Instruction:
Reproduce every line of the records from the one containing "Practice step: indicate the performer's black" through the end of the records, inclusive. Leave the wording unchanged, and multiply each x and y coordinate value by 1.25, rounding to whole numbers with halves rounded up.

[Extracted records]
-=-=-
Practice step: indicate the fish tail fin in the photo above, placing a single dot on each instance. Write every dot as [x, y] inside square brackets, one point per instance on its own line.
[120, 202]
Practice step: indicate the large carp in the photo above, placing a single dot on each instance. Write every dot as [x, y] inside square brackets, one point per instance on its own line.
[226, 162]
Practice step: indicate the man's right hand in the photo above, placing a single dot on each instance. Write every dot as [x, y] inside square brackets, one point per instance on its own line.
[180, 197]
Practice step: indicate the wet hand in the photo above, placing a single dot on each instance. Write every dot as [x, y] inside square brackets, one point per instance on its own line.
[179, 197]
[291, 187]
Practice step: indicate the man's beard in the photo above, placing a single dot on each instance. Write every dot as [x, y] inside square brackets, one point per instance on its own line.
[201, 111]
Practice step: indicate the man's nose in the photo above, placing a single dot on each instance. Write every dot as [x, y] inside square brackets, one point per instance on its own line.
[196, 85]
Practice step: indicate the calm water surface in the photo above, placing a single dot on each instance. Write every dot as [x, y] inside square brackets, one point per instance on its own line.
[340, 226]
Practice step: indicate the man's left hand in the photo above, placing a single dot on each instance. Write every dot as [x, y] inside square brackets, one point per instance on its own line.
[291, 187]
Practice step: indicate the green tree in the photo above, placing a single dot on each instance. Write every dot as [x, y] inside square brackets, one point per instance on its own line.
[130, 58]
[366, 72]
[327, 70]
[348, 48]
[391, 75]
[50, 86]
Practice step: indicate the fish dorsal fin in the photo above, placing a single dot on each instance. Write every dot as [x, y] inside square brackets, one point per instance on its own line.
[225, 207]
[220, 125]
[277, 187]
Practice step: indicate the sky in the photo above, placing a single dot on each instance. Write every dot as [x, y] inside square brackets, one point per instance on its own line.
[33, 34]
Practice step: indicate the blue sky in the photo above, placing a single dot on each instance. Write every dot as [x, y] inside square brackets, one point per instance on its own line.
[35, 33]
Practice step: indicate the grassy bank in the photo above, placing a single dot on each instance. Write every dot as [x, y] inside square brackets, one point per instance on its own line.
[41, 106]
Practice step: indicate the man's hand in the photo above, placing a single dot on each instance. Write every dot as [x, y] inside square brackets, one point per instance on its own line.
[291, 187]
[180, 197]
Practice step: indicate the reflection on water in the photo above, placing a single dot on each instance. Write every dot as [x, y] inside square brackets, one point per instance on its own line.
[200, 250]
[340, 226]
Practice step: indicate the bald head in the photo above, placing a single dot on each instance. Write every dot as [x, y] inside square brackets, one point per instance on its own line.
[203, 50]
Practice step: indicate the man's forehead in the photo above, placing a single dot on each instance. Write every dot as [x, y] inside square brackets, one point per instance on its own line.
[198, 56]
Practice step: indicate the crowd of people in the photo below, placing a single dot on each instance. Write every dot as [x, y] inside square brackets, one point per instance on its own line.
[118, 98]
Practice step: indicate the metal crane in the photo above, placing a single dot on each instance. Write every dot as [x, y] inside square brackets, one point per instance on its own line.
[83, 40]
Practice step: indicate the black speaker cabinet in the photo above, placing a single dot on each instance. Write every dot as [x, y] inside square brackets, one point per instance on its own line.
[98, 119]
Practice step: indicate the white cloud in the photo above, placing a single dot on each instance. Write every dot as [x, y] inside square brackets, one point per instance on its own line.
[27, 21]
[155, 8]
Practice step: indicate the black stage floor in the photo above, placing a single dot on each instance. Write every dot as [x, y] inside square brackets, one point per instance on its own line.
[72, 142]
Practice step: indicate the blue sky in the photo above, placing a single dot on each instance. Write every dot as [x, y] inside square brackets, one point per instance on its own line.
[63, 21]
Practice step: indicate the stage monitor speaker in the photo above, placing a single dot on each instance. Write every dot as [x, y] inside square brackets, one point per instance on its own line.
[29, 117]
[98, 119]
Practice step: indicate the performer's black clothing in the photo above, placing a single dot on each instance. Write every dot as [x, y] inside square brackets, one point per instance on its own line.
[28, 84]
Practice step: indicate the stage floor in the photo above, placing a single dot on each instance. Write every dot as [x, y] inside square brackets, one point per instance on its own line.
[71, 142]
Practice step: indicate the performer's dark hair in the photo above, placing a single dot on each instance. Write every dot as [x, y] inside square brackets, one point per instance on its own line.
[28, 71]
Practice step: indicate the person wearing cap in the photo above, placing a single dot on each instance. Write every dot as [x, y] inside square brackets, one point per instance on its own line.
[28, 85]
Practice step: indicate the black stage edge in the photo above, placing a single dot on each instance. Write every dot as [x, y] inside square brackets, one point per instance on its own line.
-=-=-
Written answer:
Practice step: indicate the performer's black clothing in the photo above, placing a single dot on each instance. Write every dot as [x, y] inside square brackets, one point per instance on its own line.
[35, 105]
Practice step: indicate the stage floor in the photo above, placing a single dot on each instance. Write every dot as [x, y] inside square brackets, one point per instance on its own line.
[89, 178]
Practice step: indicate the performer's dark hair in the photo above, placing a single dot on each instance. Write every dot as [x, y] inside square brackets, one point per instance on its own line.
[35, 89]
Practice step: indicate the person wearing cap in the photo above, placing a single dot on each instance. Write every dot as [x, y] inside square brackets, one point per instance on its own line.
[35, 106]
Practice step: indicate the black stage edge in the photo above, placing a single dot on each instance. Write every dot as [x, y] inside square brackets, one point per instance on its own line.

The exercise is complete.